## PASSAGE
The 39th ACI FCPA Conference wrapped up yesterday with a town hall-style session featuring Charles Cain (head of the SEC's FCPA Unit), Lorinda Laryea (Acting Principal Deputy Chief of the DOJ Fraud Section) and FBI agent Amie Stemen.
Here are some of the key takeaways.
Has there been a precipitous decline in FCPA enforcement? According to the speakers, no. While acknowledging that the number of corporate FCPA settlements announced over the last couple of years has been lower than in the preceding few years, the panelists pointed out several reasons for the perceived decline: the complexity and size of several recent corporate settlements; dozens of prosecutions of individuals for FCPA and related offenses; the consistent staffing of FCPA Units; the many active (and often non-public) FCPA investigations; the fact that complex international investigations can take years to resolve; and soon-to-be-announced resolutions of FCPA cases. (Laryea, for her part, did note that the pandemic had an effect on DOJ's ability to carry out international investigations.)
Are compliance programs substantially stronger than they were 10 or 15 years ago? Generally, yes, Cain and Laryea said. Many companies are investing significant resources in compliance and incorporating other innovations. But for other companies, more needs to be done. Cain remarked that, while in an ideal world, there would not be any need to prosecute people for corruption, that is not (yet) the world we live in. People still break the law, he said, even when their employers take steps to prevent the misconduct.
What are common mistakes that defense counsel make during an investigation? Cain offered that too much advocacy in the fact development stage of an investigation can undermine perceptions about the company's cooperation with the government. Laryea suggested that trying to go over the heads of line prosecutors or pit prosecutors against each other can backfire (though she recognized that there may be circumstances where it is appropriate to appeal a significant issue within DOJ).

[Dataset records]

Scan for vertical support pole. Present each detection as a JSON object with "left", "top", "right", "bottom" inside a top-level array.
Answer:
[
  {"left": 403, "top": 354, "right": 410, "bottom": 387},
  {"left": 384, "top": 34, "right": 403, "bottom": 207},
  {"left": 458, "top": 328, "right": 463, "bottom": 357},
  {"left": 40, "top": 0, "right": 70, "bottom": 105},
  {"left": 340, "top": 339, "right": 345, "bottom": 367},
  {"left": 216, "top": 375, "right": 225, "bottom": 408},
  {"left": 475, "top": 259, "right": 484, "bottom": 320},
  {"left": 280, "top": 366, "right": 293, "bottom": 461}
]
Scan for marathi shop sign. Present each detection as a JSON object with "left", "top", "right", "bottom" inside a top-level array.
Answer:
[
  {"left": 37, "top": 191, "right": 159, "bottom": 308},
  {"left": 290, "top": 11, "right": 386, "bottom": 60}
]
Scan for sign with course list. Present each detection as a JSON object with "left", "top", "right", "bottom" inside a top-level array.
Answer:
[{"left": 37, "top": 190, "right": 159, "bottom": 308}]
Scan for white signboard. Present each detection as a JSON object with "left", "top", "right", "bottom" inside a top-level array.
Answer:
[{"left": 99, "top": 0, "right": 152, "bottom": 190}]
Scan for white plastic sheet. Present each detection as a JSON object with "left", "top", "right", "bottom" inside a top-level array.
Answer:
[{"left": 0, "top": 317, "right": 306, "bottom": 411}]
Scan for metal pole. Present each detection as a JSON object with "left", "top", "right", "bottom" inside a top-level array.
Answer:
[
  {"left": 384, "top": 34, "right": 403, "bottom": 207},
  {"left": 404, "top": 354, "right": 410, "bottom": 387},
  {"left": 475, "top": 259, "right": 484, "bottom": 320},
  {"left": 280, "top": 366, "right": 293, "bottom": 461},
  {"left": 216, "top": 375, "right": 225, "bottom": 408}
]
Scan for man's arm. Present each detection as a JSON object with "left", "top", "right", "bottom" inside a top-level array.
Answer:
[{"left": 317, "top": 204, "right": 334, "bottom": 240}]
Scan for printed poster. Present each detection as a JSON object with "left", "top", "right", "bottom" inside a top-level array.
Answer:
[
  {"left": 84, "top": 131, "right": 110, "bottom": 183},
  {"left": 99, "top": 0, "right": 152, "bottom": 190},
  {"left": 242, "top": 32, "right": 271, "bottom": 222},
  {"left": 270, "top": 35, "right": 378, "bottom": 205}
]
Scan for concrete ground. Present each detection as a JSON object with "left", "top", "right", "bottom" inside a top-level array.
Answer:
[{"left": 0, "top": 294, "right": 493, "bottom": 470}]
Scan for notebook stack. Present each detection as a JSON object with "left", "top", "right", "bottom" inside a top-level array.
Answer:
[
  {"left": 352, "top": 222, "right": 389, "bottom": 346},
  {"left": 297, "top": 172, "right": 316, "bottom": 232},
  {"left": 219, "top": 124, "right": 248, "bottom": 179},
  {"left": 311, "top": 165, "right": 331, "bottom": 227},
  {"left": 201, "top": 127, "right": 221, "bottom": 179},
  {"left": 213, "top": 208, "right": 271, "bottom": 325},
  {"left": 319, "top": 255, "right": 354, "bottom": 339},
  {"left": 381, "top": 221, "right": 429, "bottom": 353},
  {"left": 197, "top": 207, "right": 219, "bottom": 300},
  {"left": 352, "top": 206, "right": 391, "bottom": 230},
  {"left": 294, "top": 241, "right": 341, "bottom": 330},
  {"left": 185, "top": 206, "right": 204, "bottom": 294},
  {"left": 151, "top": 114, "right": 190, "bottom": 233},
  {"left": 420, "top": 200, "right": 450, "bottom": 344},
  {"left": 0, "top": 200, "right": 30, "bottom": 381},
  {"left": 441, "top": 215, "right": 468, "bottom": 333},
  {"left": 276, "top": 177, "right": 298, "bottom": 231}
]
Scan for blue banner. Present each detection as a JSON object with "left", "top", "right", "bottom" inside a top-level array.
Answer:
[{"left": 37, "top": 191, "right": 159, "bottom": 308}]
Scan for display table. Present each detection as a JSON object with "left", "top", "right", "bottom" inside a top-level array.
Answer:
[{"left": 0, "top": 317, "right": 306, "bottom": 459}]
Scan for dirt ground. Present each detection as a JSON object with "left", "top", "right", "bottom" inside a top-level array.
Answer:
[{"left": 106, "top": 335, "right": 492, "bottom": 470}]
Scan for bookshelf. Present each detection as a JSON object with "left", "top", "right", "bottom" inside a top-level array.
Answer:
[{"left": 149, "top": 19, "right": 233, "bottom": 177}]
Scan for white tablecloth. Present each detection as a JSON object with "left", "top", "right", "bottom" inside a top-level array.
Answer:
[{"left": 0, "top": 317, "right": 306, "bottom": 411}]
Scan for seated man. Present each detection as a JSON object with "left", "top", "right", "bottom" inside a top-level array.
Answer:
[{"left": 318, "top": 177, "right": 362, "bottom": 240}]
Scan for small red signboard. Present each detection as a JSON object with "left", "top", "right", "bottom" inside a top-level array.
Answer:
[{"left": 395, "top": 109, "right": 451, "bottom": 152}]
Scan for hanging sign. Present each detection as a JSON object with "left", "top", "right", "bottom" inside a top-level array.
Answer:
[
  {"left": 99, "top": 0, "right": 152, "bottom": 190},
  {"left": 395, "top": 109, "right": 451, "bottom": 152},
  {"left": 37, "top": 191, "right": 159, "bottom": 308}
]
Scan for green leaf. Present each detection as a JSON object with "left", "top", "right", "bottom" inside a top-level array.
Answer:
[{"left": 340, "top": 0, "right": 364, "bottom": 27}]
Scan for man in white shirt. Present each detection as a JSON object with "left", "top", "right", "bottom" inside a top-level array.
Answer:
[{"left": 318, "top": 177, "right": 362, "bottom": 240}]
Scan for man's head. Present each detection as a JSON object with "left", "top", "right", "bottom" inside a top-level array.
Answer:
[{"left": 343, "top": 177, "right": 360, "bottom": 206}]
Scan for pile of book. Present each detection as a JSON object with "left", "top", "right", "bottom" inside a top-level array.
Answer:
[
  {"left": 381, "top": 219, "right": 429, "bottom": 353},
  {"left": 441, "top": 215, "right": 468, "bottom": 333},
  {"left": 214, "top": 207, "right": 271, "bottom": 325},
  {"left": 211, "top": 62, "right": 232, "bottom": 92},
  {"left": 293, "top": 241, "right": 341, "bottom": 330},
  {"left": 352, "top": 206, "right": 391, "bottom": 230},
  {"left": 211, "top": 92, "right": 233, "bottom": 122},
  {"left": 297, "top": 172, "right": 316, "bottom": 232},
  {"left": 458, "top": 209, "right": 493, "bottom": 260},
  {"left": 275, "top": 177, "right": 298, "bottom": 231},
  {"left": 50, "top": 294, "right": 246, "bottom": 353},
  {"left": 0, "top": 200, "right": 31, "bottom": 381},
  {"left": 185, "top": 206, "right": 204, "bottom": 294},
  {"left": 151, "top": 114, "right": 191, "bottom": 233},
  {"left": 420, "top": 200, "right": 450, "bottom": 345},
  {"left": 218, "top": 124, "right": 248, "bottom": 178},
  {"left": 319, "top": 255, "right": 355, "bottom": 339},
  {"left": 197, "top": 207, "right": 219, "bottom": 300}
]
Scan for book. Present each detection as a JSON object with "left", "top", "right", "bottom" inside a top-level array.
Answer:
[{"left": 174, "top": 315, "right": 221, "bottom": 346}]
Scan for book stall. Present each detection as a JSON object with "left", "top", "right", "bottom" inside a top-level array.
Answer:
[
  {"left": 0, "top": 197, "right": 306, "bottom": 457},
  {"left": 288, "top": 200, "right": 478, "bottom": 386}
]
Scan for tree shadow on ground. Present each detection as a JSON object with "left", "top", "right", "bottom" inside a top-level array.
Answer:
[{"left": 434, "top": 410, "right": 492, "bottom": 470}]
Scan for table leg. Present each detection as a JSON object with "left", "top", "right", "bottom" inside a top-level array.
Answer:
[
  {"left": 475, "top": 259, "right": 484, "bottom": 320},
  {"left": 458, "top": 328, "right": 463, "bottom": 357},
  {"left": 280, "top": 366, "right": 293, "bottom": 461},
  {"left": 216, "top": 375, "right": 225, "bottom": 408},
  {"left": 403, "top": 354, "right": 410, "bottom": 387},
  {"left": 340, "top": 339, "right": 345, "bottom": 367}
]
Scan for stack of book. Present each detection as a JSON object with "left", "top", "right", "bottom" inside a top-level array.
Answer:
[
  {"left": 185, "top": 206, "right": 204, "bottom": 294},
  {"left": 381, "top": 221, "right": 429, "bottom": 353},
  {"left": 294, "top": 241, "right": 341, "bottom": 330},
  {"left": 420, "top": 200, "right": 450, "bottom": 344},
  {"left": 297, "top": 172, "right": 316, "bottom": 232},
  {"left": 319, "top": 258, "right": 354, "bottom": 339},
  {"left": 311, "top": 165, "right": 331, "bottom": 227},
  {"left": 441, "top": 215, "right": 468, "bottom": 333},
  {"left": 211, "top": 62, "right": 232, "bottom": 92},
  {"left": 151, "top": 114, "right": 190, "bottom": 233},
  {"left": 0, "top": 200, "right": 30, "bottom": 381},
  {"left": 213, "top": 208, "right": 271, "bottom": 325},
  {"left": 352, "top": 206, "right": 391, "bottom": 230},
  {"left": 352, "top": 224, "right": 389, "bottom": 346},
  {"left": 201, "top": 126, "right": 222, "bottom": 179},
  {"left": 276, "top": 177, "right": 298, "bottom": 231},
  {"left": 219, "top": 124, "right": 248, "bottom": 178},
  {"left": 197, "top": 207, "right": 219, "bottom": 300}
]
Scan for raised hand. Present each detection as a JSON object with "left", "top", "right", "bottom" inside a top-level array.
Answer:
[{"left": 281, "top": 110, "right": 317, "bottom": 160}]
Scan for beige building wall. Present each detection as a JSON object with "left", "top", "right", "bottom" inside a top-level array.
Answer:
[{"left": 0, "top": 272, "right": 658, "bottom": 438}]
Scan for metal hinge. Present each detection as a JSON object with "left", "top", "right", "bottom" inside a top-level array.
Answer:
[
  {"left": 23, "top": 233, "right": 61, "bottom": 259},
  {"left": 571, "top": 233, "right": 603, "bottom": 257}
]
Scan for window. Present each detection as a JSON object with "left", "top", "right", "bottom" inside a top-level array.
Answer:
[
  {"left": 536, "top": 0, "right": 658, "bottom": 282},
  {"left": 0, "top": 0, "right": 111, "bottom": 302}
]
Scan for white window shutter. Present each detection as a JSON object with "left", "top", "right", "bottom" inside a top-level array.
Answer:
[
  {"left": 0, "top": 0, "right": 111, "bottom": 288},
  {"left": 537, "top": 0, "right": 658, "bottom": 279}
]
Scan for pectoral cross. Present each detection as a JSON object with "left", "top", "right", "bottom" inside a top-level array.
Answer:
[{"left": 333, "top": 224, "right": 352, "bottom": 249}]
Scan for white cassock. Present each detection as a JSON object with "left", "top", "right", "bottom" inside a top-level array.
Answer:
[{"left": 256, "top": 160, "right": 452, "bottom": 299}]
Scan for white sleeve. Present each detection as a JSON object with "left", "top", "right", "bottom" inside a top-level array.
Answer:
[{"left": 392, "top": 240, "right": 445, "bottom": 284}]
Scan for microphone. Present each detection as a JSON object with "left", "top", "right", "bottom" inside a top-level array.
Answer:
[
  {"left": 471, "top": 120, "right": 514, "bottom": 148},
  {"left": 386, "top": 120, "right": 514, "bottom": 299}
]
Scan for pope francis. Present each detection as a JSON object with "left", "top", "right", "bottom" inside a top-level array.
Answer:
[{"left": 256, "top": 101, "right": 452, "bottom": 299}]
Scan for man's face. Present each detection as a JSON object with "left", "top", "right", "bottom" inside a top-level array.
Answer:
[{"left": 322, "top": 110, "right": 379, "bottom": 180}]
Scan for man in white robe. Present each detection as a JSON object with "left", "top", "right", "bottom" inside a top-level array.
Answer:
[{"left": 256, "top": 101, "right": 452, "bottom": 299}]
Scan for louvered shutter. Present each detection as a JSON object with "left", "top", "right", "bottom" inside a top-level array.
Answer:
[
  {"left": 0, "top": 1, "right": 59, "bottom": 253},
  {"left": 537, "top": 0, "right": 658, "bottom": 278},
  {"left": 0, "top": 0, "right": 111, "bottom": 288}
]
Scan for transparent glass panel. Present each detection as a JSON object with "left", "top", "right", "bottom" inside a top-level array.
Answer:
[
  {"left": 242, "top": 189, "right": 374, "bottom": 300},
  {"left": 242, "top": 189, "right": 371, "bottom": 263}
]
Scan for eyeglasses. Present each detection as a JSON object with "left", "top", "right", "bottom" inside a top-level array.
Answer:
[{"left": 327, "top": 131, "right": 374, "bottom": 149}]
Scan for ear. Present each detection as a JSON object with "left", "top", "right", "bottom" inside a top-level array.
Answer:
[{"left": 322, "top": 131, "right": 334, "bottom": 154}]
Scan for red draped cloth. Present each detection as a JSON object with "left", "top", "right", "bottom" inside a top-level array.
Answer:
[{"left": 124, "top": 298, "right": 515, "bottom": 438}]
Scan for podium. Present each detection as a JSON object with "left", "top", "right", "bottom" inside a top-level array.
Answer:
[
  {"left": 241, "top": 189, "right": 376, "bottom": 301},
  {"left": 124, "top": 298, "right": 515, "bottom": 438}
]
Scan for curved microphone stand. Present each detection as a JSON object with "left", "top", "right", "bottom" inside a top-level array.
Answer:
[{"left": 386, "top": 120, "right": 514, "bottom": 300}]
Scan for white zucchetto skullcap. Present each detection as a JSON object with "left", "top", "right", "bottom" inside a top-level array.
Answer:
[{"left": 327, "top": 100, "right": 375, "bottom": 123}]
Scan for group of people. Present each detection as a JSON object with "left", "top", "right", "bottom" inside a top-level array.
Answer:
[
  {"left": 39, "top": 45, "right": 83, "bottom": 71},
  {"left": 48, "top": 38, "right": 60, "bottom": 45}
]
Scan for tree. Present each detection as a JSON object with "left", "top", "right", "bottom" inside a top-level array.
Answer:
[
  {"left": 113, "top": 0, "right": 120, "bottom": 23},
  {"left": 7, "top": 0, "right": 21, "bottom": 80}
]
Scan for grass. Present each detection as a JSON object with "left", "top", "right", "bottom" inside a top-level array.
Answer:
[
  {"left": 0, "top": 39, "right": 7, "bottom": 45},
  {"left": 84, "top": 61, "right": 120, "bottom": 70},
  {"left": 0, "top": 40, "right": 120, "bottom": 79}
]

## CHECK YOUR UNDERSTANDING
1) Condense the paragraph of the FCPA conference summary that begins "Are compliance programs substantially stronger" into a short bulleted list that keeps its main facts.
2) Reproduce word for word the part of the FCPA conference summary starting at "Are compliance programs" and ending at "prevent the misconduct.".

## RESPONSES BY ITEM NUMBER
1)
- Cain and Laryea said compliance programs are generally substantially stronger than 10 or 15 years ago.
- Many companies are investing significant resources in compliance and adopting other innovations, but others need to do more.
- Cain said that ideally there would be no need to prosecute people for corruption, but that is not (yet) the world we live in.
- He noted that people still break the law even when their employers take steps to prevent misconduct.

2)
Are compliance programs substantially stronger than they were 10 or 15 years ago? Generally, yes, Cain and Laryea said. Many companies are investing significant resources in compliance and incorporating other innovations. But for other companies, more needs to be done. Cain remarked that, while in an ideal world, there would not be any need to prosecute people for corruption, that is not (yet) the world we live in. People still break the law, he said, even when their employers take steps to prevent the misconduct.